- WHAT YOU WILL DO: Starting from the line that contains "Note: for every instance of the red beret, put", reproduce each line exactly through the end of the material, and include no other lines.

- ENTRIES:

__________________________________________________

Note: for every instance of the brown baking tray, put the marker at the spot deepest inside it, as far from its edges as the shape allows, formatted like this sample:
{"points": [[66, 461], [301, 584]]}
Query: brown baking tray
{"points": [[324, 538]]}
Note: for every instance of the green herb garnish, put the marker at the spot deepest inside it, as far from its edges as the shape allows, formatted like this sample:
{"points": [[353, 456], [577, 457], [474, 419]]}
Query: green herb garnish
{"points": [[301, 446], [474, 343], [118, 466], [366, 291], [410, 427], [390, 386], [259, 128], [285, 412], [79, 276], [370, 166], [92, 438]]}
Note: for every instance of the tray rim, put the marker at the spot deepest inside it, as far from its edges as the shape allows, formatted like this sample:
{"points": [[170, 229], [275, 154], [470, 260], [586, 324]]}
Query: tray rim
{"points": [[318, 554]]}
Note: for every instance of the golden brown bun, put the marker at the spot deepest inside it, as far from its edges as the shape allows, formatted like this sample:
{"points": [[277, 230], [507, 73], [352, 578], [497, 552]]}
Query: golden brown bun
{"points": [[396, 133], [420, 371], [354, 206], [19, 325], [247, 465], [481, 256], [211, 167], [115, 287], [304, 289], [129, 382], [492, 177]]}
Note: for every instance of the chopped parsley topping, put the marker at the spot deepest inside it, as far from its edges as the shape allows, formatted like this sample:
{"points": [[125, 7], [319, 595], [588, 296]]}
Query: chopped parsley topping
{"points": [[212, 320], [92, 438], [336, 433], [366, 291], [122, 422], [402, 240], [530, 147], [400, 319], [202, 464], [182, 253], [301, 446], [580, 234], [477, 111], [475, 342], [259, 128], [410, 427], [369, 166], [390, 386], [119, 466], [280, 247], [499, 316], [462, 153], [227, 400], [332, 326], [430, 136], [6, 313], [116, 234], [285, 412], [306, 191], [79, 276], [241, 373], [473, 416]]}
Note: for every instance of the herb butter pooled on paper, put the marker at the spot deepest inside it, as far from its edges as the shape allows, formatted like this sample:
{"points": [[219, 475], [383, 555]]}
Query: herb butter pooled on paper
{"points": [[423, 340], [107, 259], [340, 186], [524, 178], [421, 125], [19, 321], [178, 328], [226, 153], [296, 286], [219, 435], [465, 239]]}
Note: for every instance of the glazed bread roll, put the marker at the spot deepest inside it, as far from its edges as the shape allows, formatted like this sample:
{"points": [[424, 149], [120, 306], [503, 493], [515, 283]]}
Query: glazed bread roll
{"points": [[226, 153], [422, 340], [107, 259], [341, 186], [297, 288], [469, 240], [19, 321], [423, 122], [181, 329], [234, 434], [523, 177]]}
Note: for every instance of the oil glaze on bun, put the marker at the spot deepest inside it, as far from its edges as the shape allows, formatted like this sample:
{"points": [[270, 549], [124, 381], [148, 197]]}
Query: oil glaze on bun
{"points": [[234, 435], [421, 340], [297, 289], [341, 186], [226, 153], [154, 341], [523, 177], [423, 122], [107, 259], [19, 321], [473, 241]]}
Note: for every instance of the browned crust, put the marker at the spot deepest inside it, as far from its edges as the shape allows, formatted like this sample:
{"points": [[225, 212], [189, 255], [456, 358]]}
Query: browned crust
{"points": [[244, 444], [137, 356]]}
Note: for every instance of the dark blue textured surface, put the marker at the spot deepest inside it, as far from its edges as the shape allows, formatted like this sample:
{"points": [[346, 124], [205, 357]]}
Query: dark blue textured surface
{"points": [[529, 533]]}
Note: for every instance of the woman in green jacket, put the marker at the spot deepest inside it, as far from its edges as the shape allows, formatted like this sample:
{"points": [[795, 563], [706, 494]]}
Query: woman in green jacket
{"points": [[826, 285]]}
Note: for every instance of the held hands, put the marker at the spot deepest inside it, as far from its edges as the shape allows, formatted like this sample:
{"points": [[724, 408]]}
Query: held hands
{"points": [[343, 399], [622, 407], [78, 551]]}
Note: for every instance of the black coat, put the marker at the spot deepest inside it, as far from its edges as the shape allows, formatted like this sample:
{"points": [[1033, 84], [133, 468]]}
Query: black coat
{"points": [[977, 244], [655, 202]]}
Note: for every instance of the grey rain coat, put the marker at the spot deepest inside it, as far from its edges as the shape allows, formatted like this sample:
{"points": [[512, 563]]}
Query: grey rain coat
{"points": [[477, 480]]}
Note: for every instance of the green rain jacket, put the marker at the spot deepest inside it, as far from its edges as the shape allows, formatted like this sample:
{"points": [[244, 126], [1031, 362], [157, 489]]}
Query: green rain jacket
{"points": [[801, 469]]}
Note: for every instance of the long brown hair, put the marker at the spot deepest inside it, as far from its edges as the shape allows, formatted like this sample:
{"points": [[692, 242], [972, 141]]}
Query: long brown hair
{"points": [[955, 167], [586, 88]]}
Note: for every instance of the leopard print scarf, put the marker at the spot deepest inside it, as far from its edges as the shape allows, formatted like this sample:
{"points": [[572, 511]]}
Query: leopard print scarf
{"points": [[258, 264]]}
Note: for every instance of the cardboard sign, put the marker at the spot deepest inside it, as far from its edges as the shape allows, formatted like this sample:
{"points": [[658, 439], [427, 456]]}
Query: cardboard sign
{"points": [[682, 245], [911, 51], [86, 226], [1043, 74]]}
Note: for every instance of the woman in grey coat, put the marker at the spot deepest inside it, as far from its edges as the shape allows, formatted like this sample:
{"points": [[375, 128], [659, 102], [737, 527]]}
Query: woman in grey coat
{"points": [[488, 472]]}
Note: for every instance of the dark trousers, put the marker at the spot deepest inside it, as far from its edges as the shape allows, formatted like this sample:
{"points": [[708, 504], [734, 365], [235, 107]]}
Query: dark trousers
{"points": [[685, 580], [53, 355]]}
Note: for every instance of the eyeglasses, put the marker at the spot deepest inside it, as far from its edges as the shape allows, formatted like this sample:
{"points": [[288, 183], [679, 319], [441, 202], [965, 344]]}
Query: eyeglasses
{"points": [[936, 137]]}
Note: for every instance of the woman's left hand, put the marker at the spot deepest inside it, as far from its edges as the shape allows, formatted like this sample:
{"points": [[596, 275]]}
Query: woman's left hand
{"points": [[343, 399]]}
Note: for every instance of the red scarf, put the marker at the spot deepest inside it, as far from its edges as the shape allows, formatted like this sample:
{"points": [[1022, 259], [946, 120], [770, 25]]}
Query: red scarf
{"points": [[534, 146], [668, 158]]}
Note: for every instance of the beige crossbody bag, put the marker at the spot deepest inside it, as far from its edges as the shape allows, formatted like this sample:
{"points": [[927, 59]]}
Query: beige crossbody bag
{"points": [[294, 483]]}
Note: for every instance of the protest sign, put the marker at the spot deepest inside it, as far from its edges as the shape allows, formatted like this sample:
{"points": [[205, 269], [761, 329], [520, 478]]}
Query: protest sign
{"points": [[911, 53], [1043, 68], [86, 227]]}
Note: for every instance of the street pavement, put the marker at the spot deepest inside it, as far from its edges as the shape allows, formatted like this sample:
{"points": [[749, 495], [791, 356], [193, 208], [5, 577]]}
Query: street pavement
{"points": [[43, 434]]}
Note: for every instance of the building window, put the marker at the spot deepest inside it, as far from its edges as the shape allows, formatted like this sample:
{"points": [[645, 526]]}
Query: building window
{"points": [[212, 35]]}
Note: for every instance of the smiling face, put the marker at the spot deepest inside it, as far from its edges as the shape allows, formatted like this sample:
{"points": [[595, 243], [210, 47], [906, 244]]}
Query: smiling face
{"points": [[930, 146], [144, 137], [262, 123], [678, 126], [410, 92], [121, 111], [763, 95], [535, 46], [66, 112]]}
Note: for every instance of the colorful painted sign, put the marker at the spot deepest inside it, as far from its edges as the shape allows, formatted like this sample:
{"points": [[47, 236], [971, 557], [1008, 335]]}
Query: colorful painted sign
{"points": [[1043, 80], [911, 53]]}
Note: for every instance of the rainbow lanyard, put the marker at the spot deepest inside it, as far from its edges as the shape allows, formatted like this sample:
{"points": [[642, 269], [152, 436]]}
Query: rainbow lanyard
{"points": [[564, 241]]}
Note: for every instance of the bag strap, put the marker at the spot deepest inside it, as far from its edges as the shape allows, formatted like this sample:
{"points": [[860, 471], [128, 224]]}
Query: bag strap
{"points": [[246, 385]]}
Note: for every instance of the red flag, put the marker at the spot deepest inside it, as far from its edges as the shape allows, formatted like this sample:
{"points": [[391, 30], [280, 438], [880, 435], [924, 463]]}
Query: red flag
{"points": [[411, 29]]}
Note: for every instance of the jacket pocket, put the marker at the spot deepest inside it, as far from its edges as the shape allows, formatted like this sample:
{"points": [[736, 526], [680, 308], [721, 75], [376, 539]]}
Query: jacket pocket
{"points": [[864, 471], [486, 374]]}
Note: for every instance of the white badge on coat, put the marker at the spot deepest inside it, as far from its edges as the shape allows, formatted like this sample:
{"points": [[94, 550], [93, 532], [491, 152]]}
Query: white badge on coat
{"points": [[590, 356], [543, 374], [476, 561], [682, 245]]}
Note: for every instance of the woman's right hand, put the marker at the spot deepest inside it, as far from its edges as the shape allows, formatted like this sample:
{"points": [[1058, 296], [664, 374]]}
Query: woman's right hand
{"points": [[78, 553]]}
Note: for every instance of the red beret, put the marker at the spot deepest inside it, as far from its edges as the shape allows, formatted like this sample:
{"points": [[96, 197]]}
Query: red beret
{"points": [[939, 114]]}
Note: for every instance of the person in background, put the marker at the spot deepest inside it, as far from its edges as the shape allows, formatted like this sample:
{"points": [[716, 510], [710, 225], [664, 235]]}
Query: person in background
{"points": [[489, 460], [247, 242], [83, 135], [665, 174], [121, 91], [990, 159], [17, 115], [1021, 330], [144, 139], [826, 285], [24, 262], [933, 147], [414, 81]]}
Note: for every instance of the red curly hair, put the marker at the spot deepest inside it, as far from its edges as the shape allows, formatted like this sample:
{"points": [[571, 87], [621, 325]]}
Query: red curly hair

__________________________________________________

- SOLUTION FOR THIS PROBLEM:
Note: for every instance of the red beret, put the marker at the spot deepest inside it, as far from its edges as the shape allows, formatted like this sample:
{"points": [[96, 197]]}
Query: red beret
{"points": [[939, 114]]}
Note: for every instance of the person in background, put the marker at the spot deepest inside it, as far from its edges as the shape allows, formatted like this sample:
{"points": [[716, 510], [710, 225], [664, 235]]}
Query: person in background
{"points": [[489, 460], [247, 242], [83, 135], [665, 174], [121, 91], [990, 159], [17, 115], [1021, 330], [144, 139], [826, 285], [24, 262], [933, 147], [414, 81]]}
Note: for every instance of the red curly hair, put the marker at the spot deepest inside it, as far from its edges as the shape allows, formatted like this sample:
{"points": [[571, 87], [621, 325]]}
Query: red curly hair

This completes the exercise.